> [PASSAGE GIVEN]:
— BEGIN —

6

My input has a mix of tabs and spaces for readability. I want to modify a field using perl -a, then print out the line in its original form. (The data is from findup, showing me a count of duplicate files and the space they waste.) Input is:

2 * 4096    backup/photos/photo.jpg photos/photo.jpg
2 * 111276032   backup/books/book.pdf book.pdf

The output would convert field 3 to kilobytes, like this:

2 * 4 KB    backup/photos/photo.jpg photos/photo.jpg
2 * 108668 KB   backup/books/book.pdf book.pdf

In my dream world, this would be my code, since I could just will perl to automatically recombine @F and preserve the original whitespace:

perl -lanE '$F[2]=int($F[2]/1024)." KB"; print;'

In real life, joining with a single space seems like my only option:

perl -lanE '$F[2]=int($F[2]/1024)." KB"; print join(" ", @F);'

Is there any automatic variable which remembers the delimiters? If I had a magic array like that, the code would be:

perl -lanE 'BEGIN{use List::Util "reduce";} $F[2]=int($F[2]/1024)." KB"; print reduce { $a . shift(@magic) . $b } @F;'
piojo
  • 6,351
  • 1
  • 26
  • 36

2 Answers2

9

No, there is no such magic object. You can do it by hand though

perl -wnE'@p = split /(\s+)/; $p[4] = int($p[4]/1024); print @p' input.txt

The capturing parens in split's pattern mean that it is also returned, so you catch exact spaces. Since spaces are in the array we now need the fifth field.

— END —

> [AIM 1]:
Please scale the part of the listing that opens with the line containing "of the belt." and closes with the line containing "<point>42,88</point>", reproducing those lines in full with every point coordinate multiplied by 1.75 and rounded to a whole number, halves rounded up.
The listing below comes from a separate source and has no connection to the Perl thread.

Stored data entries
— BEGIN —

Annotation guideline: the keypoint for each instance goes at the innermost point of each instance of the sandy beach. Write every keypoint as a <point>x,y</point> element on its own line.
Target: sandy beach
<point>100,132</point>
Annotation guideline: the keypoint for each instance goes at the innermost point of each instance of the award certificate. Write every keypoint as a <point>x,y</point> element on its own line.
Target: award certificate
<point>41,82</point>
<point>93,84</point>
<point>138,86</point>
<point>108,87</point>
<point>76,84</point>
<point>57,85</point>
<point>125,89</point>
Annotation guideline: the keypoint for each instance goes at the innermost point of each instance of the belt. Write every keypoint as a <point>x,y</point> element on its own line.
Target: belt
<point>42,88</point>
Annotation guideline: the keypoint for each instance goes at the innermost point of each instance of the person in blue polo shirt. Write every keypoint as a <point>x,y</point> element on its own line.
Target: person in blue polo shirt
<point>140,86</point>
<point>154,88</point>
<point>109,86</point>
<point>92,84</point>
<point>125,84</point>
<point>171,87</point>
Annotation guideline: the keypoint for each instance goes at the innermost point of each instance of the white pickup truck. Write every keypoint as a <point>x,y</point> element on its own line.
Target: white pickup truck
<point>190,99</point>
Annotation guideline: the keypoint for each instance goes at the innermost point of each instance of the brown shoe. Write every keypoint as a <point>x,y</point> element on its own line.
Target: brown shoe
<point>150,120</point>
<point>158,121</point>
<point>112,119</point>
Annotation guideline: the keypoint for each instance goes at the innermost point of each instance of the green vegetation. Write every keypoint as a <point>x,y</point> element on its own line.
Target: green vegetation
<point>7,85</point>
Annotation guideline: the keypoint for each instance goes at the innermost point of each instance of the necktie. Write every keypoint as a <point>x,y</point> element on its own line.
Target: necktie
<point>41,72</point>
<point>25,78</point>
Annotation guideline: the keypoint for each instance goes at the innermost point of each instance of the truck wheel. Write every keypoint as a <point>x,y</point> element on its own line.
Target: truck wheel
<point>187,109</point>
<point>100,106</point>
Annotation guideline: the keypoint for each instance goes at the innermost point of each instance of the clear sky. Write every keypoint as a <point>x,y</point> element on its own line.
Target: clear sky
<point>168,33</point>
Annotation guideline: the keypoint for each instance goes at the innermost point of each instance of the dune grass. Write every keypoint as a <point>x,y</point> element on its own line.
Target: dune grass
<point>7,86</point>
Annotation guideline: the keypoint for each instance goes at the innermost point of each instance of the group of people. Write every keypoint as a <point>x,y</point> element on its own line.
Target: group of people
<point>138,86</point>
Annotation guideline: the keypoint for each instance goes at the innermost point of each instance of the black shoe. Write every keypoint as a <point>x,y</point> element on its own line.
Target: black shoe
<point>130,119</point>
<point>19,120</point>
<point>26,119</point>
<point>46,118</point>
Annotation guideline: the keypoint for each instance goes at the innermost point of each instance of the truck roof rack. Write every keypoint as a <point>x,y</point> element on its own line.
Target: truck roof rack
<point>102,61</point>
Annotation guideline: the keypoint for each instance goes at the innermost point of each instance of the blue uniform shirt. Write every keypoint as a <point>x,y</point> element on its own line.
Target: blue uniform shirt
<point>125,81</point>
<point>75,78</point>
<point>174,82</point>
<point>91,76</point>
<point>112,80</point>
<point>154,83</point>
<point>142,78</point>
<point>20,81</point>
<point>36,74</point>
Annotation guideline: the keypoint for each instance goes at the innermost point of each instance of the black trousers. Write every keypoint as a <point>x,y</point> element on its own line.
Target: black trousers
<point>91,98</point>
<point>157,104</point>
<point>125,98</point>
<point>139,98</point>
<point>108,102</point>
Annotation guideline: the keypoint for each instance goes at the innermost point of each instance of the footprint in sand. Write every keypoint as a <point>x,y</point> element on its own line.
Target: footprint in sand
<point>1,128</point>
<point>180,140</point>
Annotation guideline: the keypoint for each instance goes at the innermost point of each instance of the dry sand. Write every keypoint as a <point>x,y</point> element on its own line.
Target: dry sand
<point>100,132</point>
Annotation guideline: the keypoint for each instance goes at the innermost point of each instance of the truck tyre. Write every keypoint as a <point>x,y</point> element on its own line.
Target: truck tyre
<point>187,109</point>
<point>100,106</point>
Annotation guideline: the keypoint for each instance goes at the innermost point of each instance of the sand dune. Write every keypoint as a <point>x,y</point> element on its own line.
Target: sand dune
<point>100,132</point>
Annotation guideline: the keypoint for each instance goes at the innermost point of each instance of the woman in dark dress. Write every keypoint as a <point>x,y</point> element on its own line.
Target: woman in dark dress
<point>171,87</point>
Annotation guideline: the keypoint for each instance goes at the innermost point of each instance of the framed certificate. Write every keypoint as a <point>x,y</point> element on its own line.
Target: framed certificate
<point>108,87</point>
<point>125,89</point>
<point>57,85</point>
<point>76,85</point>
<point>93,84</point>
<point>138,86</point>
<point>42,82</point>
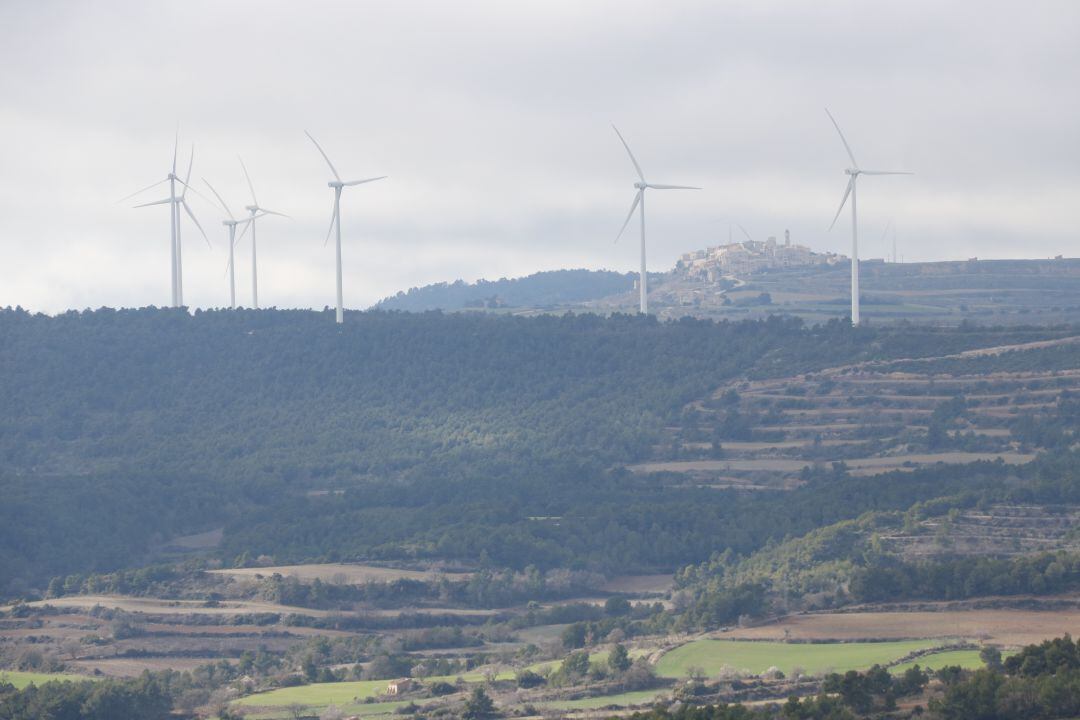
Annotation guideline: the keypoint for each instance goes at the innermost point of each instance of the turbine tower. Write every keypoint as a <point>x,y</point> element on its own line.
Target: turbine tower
<point>254,209</point>
<point>231,223</point>
<point>337,184</point>
<point>642,186</point>
<point>853,174</point>
<point>174,201</point>
<point>179,245</point>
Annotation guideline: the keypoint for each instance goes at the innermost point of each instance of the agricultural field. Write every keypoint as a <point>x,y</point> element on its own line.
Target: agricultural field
<point>991,291</point>
<point>22,679</point>
<point>872,418</point>
<point>1011,626</point>
<point>713,656</point>
<point>341,573</point>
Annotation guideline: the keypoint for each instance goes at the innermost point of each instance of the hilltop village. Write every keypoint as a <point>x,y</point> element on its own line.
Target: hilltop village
<point>750,257</point>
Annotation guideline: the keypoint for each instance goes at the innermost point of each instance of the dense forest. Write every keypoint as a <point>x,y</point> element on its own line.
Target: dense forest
<point>495,440</point>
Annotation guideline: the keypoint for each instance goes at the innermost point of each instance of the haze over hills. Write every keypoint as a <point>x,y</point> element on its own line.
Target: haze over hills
<point>991,291</point>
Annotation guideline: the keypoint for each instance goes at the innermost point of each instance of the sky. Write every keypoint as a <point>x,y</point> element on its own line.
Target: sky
<point>493,121</point>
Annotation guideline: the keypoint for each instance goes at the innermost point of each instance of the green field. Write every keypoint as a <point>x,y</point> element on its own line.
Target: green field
<point>363,709</point>
<point>966,659</point>
<point>755,657</point>
<point>321,694</point>
<point>21,679</point>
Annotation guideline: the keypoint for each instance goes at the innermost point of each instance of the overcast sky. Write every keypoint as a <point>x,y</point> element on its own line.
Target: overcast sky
<point>493,121</point>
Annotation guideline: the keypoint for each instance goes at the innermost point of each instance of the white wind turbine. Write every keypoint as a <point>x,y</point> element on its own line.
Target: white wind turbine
<point>254,209</point>
<point>337,184</point>
<point>175,202</point>
<point>853,174</point>
<point>231,223</point>
<point>642,186</point>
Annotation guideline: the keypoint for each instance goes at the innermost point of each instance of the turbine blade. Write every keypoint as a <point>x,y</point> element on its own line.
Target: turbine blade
<point>191,161</point>
<point>370,179</point>
<point>847,147</point>
<point>194,191</point>
<point>157,202</point>
<point>637,199</point>
<point>220,200</point>
<point>149,187</point>
<point>255,201</point>
<point>192,216</point>
<point>334,219</point>
<point>323,153</point>
<point>844,201</point>
<point>632,158</point>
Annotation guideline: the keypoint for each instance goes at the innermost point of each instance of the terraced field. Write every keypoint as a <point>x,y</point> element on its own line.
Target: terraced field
<point>874,418</point>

— END —

> [AIM 2]:
Rewrite the part of the Perl thread that opens with the words containing "The capturing parens" and closes with "the fifth field.", swapping "capturing parens" for "capture groups".

> [FINAL ANSWER 1]:
Annotation guideline: the keypoint for each instance goes at the innermost point of each instance of the belt. Write every keypoint as a <point>x,y</point> element on its own line.
Target: belt
<point>74,154</point>

> [FINAL ANSWER 2]:
The capture groups in split's pattern mean that it is also returned, so you catch exact spaces. Since spaces are in the array we now need the fifth field.